_EXCERPTED PASSAGE_:
====================

O-GlcNAc: A Sweetheart of the Cell Cycle and DNA Damage Response

Abstract

The addition and removal of O-linked N-acetylglucosamine (O-GlcNAc) to and from the Ser and Thr residues of proteins is an emerging post-translational modification. Unlike phosphorylation, which requires a legion of kinases and phosphatases, O-GlcNAc is catalyzed by the sole enzyme in mammals, O-GlcNAc transferase (OGT), and reversed by the sole enzyme, O-GlcNAcase (OGA). With the advent of new technologies, identification of O-GlcNAcylated proteins, followed by pinpointing the modified residues and understanding the underlying molecular function of the modification has become the very heart of the O-GlcNAc biology. O-GlcNAc plays a multifaceted role during the unperturbed cell cycle, including regulating DNA replication, mitosis, and cytokinesis. When the cell cycle is challenged by DNA damage stresses, O-GlcNAc also protects genome integrity via modifying an array of histones, kinases as well as scaffold proteins. Here we will focus on both cell cycle progression and the DNA damage response, summarize what we have learned about the role of O-GlcNAc in these processes and envision a sweeter research future.

Keywords: DNA damage response; O-GlcNAc; cytokinesis; mitosis; replication.

Figure 1

The interlinked network between O-GlcNAc and mitotic kinases. Our current understandings comprise three branches. During mitosis, CDK1 phosphorylates MYPT1 to promote its interaction with Plk1. MYPT1 recruits PP1cβ to dephosphorylate and inactivate Plk1 (71). In the second branch, OGT decreases Plk1 protein levels, which further increases MYT1 levels and decreases MYT1 phosphorylation. As MYT1 inhibits CDK1 by phosphorylation, OGT thus promotes inhibitory phosphorylation of CDK1. In the third branch, OGT inactivates CDK1, via down-regulating the mRNA levels of Cdc25-the activating phosphatase of CDK1 (50). Whether OGT is enmeshed in the MYPT1 branch is not understood. Kinases are in circles, phosphatases are in triangles, MYPT1 is in a square and OGT is in a hexagon. Lines in black denote direct effects (phosphorylation or dephosphorylation), and lines in red demarcate indirect effects (mRNA or protein levels).

====================

_USING THE INFORMATION_:
1. Summarize the O-GlcNAc passage in two sentences.
2. Write a continuation of the O-GlcNAc passage, picking up after its final sentence.

====================

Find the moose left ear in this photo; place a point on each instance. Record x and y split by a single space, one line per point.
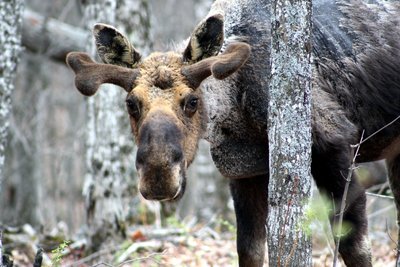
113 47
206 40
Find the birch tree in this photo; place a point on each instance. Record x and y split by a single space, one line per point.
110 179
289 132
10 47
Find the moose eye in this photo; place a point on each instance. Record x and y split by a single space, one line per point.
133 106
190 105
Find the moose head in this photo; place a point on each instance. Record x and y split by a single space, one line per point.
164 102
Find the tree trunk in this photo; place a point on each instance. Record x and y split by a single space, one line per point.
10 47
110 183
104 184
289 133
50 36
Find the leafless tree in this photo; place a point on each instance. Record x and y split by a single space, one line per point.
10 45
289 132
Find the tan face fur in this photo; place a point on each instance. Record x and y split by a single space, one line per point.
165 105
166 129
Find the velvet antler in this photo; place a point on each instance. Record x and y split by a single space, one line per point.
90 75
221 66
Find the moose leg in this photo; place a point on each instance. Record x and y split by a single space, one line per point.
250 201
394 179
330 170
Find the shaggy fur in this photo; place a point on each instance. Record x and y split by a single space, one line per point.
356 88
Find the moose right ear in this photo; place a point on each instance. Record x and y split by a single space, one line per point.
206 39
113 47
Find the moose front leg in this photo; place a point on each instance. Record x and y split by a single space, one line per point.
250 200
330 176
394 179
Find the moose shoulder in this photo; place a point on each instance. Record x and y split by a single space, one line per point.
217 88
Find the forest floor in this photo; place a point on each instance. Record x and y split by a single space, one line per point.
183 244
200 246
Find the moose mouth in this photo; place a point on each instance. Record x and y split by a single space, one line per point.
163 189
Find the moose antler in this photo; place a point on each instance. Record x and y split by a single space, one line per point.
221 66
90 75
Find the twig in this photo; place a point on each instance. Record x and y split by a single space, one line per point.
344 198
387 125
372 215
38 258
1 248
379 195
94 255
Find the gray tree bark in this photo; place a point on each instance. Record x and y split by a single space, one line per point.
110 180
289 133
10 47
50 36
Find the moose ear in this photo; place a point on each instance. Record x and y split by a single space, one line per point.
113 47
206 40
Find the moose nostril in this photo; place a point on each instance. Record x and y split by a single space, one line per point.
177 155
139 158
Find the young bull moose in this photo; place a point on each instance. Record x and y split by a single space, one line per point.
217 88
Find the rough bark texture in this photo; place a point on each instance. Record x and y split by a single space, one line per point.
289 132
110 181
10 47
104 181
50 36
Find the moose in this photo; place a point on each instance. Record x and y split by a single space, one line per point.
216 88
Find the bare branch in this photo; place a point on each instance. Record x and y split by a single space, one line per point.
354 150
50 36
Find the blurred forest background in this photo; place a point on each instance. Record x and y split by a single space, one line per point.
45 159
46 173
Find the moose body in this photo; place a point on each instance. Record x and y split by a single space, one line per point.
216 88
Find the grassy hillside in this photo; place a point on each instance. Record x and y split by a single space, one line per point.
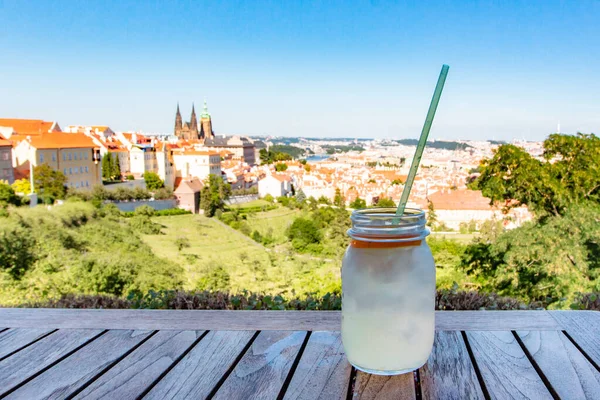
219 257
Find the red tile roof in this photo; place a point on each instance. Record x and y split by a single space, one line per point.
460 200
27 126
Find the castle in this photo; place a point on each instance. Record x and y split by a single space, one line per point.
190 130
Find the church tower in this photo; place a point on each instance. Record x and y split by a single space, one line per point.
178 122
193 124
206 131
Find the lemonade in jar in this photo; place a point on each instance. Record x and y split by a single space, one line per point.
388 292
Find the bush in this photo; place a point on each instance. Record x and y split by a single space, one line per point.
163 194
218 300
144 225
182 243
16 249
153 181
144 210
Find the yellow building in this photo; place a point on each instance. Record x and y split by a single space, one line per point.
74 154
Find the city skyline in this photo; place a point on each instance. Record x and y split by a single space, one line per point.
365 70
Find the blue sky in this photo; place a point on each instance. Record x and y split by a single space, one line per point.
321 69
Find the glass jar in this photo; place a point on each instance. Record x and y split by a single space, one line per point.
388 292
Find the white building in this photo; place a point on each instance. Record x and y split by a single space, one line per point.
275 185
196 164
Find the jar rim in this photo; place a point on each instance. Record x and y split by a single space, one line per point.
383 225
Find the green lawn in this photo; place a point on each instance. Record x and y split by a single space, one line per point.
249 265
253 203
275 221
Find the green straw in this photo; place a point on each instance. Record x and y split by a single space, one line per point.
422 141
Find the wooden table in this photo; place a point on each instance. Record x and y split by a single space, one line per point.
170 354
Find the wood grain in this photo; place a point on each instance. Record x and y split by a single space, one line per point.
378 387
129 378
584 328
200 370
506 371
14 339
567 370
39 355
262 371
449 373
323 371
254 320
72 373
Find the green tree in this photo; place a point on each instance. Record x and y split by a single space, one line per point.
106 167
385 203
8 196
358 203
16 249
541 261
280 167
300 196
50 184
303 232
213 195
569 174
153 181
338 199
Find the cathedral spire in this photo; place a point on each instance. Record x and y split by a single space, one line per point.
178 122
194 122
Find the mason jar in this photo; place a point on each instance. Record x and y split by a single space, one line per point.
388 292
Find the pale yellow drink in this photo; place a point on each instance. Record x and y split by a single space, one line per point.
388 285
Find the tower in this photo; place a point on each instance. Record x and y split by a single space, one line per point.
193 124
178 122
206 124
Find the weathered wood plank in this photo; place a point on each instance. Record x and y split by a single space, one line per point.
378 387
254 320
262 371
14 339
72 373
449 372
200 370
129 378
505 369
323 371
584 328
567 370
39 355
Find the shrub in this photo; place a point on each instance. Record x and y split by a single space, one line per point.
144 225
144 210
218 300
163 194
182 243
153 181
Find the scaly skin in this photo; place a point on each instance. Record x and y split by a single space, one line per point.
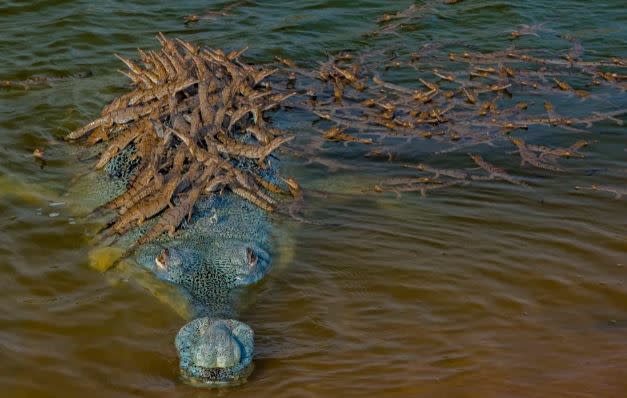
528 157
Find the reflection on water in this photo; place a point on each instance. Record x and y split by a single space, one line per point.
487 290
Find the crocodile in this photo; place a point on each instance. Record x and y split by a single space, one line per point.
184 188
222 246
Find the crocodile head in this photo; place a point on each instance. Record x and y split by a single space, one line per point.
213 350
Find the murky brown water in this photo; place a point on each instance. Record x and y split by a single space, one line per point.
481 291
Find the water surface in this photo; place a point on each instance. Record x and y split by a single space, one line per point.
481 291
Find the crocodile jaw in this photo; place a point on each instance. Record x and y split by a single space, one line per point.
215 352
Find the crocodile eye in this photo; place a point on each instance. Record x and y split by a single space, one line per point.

====================

_RESPONSES TO THE TASKS_:
1. O-GlcNAc is a post-translational modification added to Ser and Thr residues by the single mammalian enzyme OGT and removed by the single enzyme OGA, unlike phosphorylation, which relies on many kinases and phosphatases. It regulates DNA replication, mitosis, and cytokinesis in the unperturbed cell cycle and protects genome integrity during DNA damage by modifying histones, kinases, and scaffold proteins, and the figure shows OGT inhibiting CDK1 both by lowering Plk1 protein levels and by down-regulating Cdc25 mRNA levels.

2.
Figure 2

A simplified diagram of the DDR network adapted from Furgason and Bahassi (94). When genomic DNA is faced with various DNA damages, such as but not limited to DSBs, DNA crosslinking damage or alkylation damage, sensor proteins such as γH2AX and the MRE11/RAD50/NBS1 (MRN) complex will then recruit and activate the PIKK kinases, including ATM, ATR and DNA-PK. These PIKK kinases will then phosphorylate downstream targets, including scaffold proteins, regulatory proteins and downstream kinases. Upon activation, these proteins will subsequently phosphorylate effector proteins to undergo cell cycle arrest, DNA repair or apoptosis. For a detailed mechanistic analysis of the DDR, please refer to Ciccia and Elledge (92).